Document:
— begin —

Friday, September 23, 2011

Programs for the Week of 9/26

Jean’s Pick of the Week (watch video): India's Anti-Corruption Movement: I’ve been reading about Anna Hazare’s anti-corruption movement in the New York Times, but it wasn’t until today’s show with New York Times correspondent Jim Yardley and political science professor Sumit Ganguly that its full import came home to me. I’ve been a little sad watching how the great figure of Ghandi has shrunk to a caricature in Bollywood movies and other expressions of Indian popular culture. It’s heartening now to witness the resurgence of his influence in what has become a special moment in Indian political history. Long live Ghandi, and hurrah for Hazare!

Monday: Healing the Heart of Democracy: In this year of the Arab spring, it's a good time to be reminded that democracy is a never-ending process. In his new book designed to re-invigorate American democracy in its most localized settings, and to connect it to those larger global movements that both inspire and disappoint us, Parker Palmer spells out what we can do to form habits of the heart conducive to embracing democracy's endless conflicts.

Tuesday: The Ride of Your Life (encore): Biking season isn't over quite yet! Whether you’re crazy about bikes or just appreciate a leisurely ride, you’ll fall in love with Robert Penn's story about circling the globe on a bike. In his book It's All About the Bike: The Pursuit of Happiness on Two Wheels, he explains how the bike continues to change our world. (rebroadcast from May 3rd, 2011)

Wednesday: Time for Outrage!: St├ęphane Hessel is many things: former French Resistance leader, concentration camp survivor, diplomat, ambassador, former UN speechwriter, and in 1948, he helped draft the U.N.'s Universal Declaration of Human Rights. In his new book, which has sold more than 4 million copies across the globe, he calls for a return to the ideals that fueled the French Revolution...and for discontented citizens to stand up, get outraged and fight back against injustice.

Thursday: Bridging the Faith Divide: Eboo Patel and the Interfaith Youth Core: In 1998, Eboo Patel noticed that increased religious diversity in America was causing increased conflict. If religious extremists were recruiting young people, he reasoned, then those who believe in religious tolerance should do likewise, a realization that inspired the Interfaith Youth Core, an organization dedicated to service to others as a way of overcoming conflict.

Friday: Mission Street Food and the Pop-Up Restaurant: When Anthony Myint and Karen Leibowitz opened a food cart on Mission Street in San Francisco, they had no idea that it would catapult them into a "pop-up" restaurant. (If you're new to the term, a pop-up restaurant is one that typically operates clandestinely, sometimes in the middle of the night, inside a pre-existing restaurant.) With an ever changing menu of unique offerings concocted by guest chefs, Mission Street quickly gained a huge following and caused people to rethink the whole idea of a restaurant.

— end —

According to the weekly program schedule, on what date did Tuesday's bike program first air?

Data block:
— begin —

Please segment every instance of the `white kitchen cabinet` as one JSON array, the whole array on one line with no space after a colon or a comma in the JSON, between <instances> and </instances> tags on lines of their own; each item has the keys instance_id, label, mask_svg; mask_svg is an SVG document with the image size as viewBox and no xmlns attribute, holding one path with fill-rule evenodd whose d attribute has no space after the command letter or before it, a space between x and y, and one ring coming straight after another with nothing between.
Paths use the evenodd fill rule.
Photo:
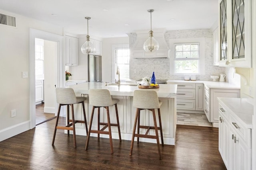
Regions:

— end —

Expected answer: May 3rd, 2011